AIM OF THE TASK
Write the lines below as a JSON list of strings, one string per line, with blank lines and pictures left out.

>> Begin

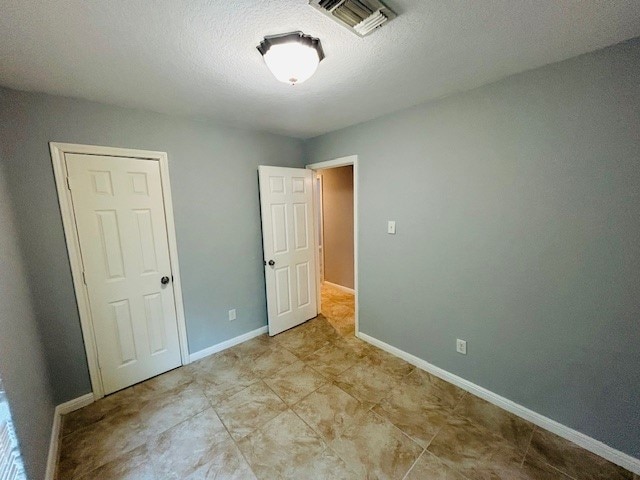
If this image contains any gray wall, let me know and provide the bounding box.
[0,162,54,479]
[306,39,640,458]
[318,165,353,288]
[0,89,302,403]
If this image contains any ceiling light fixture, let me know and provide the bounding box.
[256,32,324,85]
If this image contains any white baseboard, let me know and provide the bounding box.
[44,393,95,480]
[357,332,640,475]
[322,280,356,295]
[189,325,269,362]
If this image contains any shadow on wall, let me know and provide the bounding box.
[0,378,27,480]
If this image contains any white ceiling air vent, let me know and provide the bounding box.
[309,0,396,37]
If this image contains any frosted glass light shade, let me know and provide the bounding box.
[258,32,324,85]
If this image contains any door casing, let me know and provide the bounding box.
[49,142,189,400]
[306,155,360,337]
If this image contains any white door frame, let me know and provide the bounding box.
[307,155,360,337]
[49,142,189,400]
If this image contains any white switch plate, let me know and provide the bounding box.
[387,220,396,235]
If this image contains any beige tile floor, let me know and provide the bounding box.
[57,290,637,480]
[320,283,356,335]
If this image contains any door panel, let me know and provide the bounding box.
[258,166,317,335]
[65,154,181,394]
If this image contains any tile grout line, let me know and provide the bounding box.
[211,405,260,478]
[520,425,538,467]
[402,448,427,480]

>> End

THE RESULT
[
  "If this image contains any gray wall, let me know and provide the bounding box.",
  "[0,162,54,479]",
  "[306,39,640,458]",
  "[318,165,353,288]",
  "[0,89,302,403]",
  "If this image contains any ceiling light fixture, let me know and provide the bounding box.",
  "[256,32,324,85]",
  "If this image contains any white baseboard, let me know and provide the bounding box.",
  "[44,393,95,480]",
  "[357,332,640,475]",
  "[322,280,356,295]",
  "[189,325,269,362]",
  "If this image contains any shadow on wall, let me know and provide the bounding box.",
  "[0,378,27,480]",
  "If this image contains any white ceiling air vent, let me know and provide the bounding box.",
  "[309,0,396,37]",
  "If this image contains any frosted glass light shade, let me know and provide the bounding box.",
  "[258,32,324,85]",
  "If this image contains any door casing, let me know and provide the bounding box.",
  "[49,142,189,400]",
  "[306,155,360,337]",
  "If this image contains any white door frame, let me know and provide the bounding box.",
  "[307,155,360,337]",
  "[49,142,189,400]",
  "If this image contains any white switch plate, let me know and provide the bounding box.",
  "[387,220,396,235]",
  "If this image contains any beige tile floor, let me know and provide the bounding box.",
  "[57,290,637,480]",
  "[320,283,356,335]",
  "If this image contains any door panel, let me know and provide the bounding box.",
  "[258,166,317,335]",
  "[65,154,181,394]",
  "If this image contains any tile grout line, let me know and provide the bounding box.",
  "[211,405,260,478]",
  "[520,425,538,467]",
  "[402,448,427,480]"
]